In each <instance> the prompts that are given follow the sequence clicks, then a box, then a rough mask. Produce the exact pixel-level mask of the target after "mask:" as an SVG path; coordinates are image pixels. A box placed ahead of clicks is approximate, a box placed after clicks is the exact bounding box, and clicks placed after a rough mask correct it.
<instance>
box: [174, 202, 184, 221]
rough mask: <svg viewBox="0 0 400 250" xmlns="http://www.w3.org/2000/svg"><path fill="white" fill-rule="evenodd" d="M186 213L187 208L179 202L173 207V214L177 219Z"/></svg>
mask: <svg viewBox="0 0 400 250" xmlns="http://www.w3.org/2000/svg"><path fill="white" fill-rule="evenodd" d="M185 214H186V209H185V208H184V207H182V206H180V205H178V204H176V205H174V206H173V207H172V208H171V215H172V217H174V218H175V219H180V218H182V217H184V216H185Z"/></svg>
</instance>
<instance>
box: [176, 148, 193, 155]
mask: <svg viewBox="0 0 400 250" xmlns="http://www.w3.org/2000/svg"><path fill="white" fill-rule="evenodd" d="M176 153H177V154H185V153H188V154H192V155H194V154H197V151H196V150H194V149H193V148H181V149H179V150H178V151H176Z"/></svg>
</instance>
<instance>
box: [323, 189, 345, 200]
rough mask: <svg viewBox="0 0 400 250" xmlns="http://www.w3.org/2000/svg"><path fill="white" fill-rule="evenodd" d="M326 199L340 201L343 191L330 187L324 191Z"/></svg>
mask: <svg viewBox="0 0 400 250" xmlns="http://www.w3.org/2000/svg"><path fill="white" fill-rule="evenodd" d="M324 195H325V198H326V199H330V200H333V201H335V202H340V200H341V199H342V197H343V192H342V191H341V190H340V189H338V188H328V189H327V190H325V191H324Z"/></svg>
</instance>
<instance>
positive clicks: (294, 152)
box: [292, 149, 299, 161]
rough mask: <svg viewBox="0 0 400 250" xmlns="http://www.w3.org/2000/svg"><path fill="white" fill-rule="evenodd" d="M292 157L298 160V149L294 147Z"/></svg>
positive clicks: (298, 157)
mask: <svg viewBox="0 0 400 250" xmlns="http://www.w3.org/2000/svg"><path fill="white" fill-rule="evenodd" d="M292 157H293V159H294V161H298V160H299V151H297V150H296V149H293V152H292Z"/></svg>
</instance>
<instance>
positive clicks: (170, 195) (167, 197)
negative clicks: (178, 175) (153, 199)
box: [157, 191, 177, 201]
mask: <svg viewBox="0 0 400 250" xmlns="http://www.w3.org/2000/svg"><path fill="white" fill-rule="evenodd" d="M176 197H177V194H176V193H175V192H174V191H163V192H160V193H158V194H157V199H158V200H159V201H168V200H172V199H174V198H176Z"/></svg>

---------------

### AIM OF THE EXERCISE
Show each line of the records above that contains the string "path", matching case.

### RESULT OF THE EXERCISE
In each <instance> the prompts that are given follow the sequence clicks, then a box, then a rough mask. Produce the exact pixel-level mask of the target after "mask:" as an SVG path; coordinates are image pixels. A box placed ahead of clicks is approximate, a box placed after clicks is the exact bounding box, and clicks placed after a rough mask correct it.
rough mask: <svg viewBox="0 0 400 250" xmlns="http://www.w3.org/2000/svg"><path fill="white" fill-rule="evenodd" d="M186 213L187 208L179 202L173 207V214L177 219Z"/></svg>
mask: <svg viewBox="0 0 400 250" xmlns="http://www.w3.org/2000/svg"><path fill="white" fill-rule="evenodd" d="M185 214H186V209H185V208H184V207H182V206H180V205H178V204H176V205H174V206H173V207H172V208H171V215H172V217H174V218H175V219H180V218H182V217H184V216H185Z"/></svg>
mask: <svg viewBox="0 0 400 250" xmlns="http://www.w3.org/2000/svg"><path fill="white" fill-rule="evenodd" d="M176 153H177V154H185V153H188V154H192V155H194V154H197V151H196V150H194V149H193V148H181V149H179V150H178V151H176Z"/></svg>
rough mask: <svg viewBox="0 0 400 250" xmlns="http://www.w3.org/2000/svg"><path fill="white" fill-rule="evenodd" d="M326 199L340 201L343 191L330 187L324 191Z"/></svg>
mask: <svg viewBox="0 0 400 250" xmlns="http://www.w3.org/2000/svg"><path fill="white" fill-rule="evenodd" d="M324 195H325V198H326V199H330V200H333V201H335V202H340V200H341V199H342V197H343V192H342V191H341V190H340V189H338V188H328V189H327V190H325V191H324Z"/></svg>
rough mask: <svg viewBox="0 0 400 250" xmlns="http://www.w3.org/2000/svg"><path fill="white" fill-rule="evenodd" d="M292 157L298 160V149L294 147Z"/></svg>
mask: <svg viewBox="0 0 400 250" xmlns="http://www.w3.org/2000/svg"><path fill="white" fill-rule="evenodd" d="M292 157H293V159H294V161H298V160H299V151H297V150H296V149H293V152H292Z"/></svg>
mask: <svg viewBox="0 0 400 250" xmlns="http://www.w3.org/2000/svg"><path fill="white" fill-rule="evenodd" d="M176 197H177V194H176V193H175V192H174V191H163V192H160V193H158V194H157V199H158V200H159V201H168V200H172V199H174V198H176Z"/></svg>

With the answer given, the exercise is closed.